• **Quoted passage**:
━━━
Dr. Anna Nelson - "Is there no difference between the national security agencies, as you think of them, NSA, (more but it's obliterated by noise) and the FBI? Though somehow in my own mind I had the sense that the FBI was almost stand alone in its insistence on closure of certain items. This has been fairly consistent throughout the national security establishment as opposed to the FBI which had its own set (of standards). I think we've learned but it wasn't the same.
Laura Denk - "I guess we could talk about [how] we learned a lot of rules, a lot of lessons....."
Dr. Kermit Hall - "I think just to add on to that the detail that is here is important as a matter of original intent because once we are gone those who will come to the documents yet to be released or have been postponed for a variety of reasons, individuals other than us, will be asked to consider those and there is always the opportunity for appeal to the President. So whoever will be the spokespersons for us in the future, we need to arm them with sufficient insight into how we reached our decisions that they can advocate in favor of the openness which we have so, which we have pursued with such vigor.
"And in fact, I think that this chapter especially, while probably saying it directly would be inappropriate, it is the case that this, I think, will become one of the key chapters as a guide to the interpretation of this, of this "common law". And second is that the question that you and Bob, I think, have raised is kind of at the core of what is lacking in this chapter. It's good, and it's kind of like a scenario, you set the writer down and you say, `I've good news and I've bad news. The good news is you've got your draft done, the bad news is it's a draft.' And I think that perhaps the best way to address these concerns, the ability to get to the principal part of what we have been doing, that it is worth remembering that overwhelmingly we have opened documents. So this has been a very principled activity in favor of openness and how do you get to that point? How did the board get, why is it that half of these documents remain closed? And I think that what's occurred is that there has been a lot of running across a variety of documents and when you run across a variety of documents, it is very, very difficult for an agency, for example, PFIAB to make or insist that it has exclusivity with regard to a particular set of arrangements. And I think making that point is a critical one and what it will effectively do will I think will not only lift up the detail which is central to the original intent but it will also carry the larger message: the power of this group to open."
━━━
• **Given material**:
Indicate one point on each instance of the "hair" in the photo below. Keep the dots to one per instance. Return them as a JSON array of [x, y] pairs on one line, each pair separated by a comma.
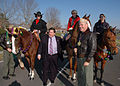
━━━
• **List of tasks**:
#1 Translate this sentence from the board meeting transcript into Spanish: "I think we've learned but it wasn't the same."
#2 Carry on the board meeting transcript from the point where it stops.
The data above is separate from the board meeting transcript.

• **Answers by task**:
#1 Creo que hemos aprendido, pero no fue lo mismo.

#2
Dr. Anna Nelson - "Common sense is that way, that is to say you had a much keener, a much better way to deal with something like that, because we already went after CIA stuff knowing what was in it, that's why I say the whole national defense, the whole national security establishment worked in that way
Dr. Kermit Hall - "Well, there is a chapter on standards. I guess that is what we will end up calling it. And one of the great books in the history of American law is by Oliver Wendell Holmes, "The Common Law" (to Dr. Graff), you want some bedtime reading? (laughs) but as a guide, you know, the book is still authoritatively cited for baseline principles on American common law. So I think that I want to make it (the Final Report) as accessible as possible. I want to make sure that whoever comes back to this understands as clearly as possible what drove us to those decisions."
Judge Tunheim - "Perhaps that is the best way to do it, a combination of this providing the details which I find very readable and good with the kind of overview at the beginning."
Dr. Henry Graff - "Well, yeah, like the old argument with the Ph.D. thesis, `You made this too long and in order to shorten it, I suggest you add the following' and that is what we're saying here. This is a long segment and we have to have is a long running start in order to get over the high-board fence."
Dr. Kermit Hall - "Well it is a chapter that has no definitive end."
unknown - "That's true."
Dr. Kermit Hall - "Since we are not writing the Great American Mystery novel here, we probably have an end conclusion that can be added to other conclusions or summaries or at least can be broadly encompassed.
"I do think there is a pretty profound potential conflict here between `I want to make this accessible' and `I want to make this, um-"
Dr. William Joyce - "Comprehensive."
Dr. Kermit Hall - "Comprehensive, and a guide, and in the end for me, the comprehensiveness of it needs to be weighed quite heavily because this is it, this is our chance to explain and on an issue as critical as this I'm actually less concerned that it make it to the Rexall Drugstore [bookshelf] than I am that in some point in the future somebody has to make a decision not just about the documents that remain postponed but a decision about what does the JFK Act tell us that would inform other documentary declassification efforts that its there."
Dr. Anna Nelson - "Well, I don't think any of us thinks this is going to be popular reading. When we say "accessible" we want that people who can read it to read it. I kind of disagree in the sense that I don't think that you, why do you need to choose one or the other? I think we can figure out a way to have exactly what you need in terms of specificity, I have to agree with you on that, and still have either a narrative beginning or an executive summary or something of that sort that sets up the context, however it works out. It depends on other chapters, too."
Dr. Kermit Hall - "Well, I think I indicated what my concerns are.
Dr. Anna Nelson - "Well..."
Dr. Kermit hall - "I hope it registered with my other colleagues and the staff as well."
Judge Tunheim - "Any other discussions? Jeremy, do you have any discussions on this chapter?"
Jeremy Gunn - "I think it's on its way."
Judge Tunheim - "I think it seems to be well along in the process"
Dr. Kermit Hall - "How about the process generally? We've got a time table here, how is it going?"
Dr. Anna Nelson - "Umm, how is it going?"
Dr. Kermit Hall - "Where are we with the various pieces of the report?"
Judge Tunheim - "Chapter one. Joe has been working on it, is that correct?
Jeremy Gunn - "Joe has submitted a draft which came in last week, which I have not read yet. I don't think anyone here has read it yet."
Laura Denk - "Kevin has read it."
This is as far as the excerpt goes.